REQUIRED WORK ▸
Below are records; reproduce exactly the lines from the first through the one containing "top-left (305, 873), bottom-right (531, 1399)".

Records from a data source:
==============================

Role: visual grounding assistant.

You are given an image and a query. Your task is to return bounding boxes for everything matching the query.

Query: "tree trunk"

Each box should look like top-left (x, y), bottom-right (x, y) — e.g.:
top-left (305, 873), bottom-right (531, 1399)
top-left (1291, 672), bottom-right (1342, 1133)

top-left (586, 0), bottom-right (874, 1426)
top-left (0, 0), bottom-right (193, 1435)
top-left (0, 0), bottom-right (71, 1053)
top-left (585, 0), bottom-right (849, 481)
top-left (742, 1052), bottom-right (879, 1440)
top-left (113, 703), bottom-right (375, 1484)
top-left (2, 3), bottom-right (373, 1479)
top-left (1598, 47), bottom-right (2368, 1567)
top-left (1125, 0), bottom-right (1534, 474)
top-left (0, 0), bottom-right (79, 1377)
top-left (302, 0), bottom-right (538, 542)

==============================

ANSWER ▸
Role: visual grounding assistant.

You are given an image and a query. Your task is to return bounding boxes for everything matching the query.

Query: "tree trunk"

Each box should look like top-left (x, y), bottom-right (x, y) — e.g.:
top-left (305, 873), bottom-right (531, 1399)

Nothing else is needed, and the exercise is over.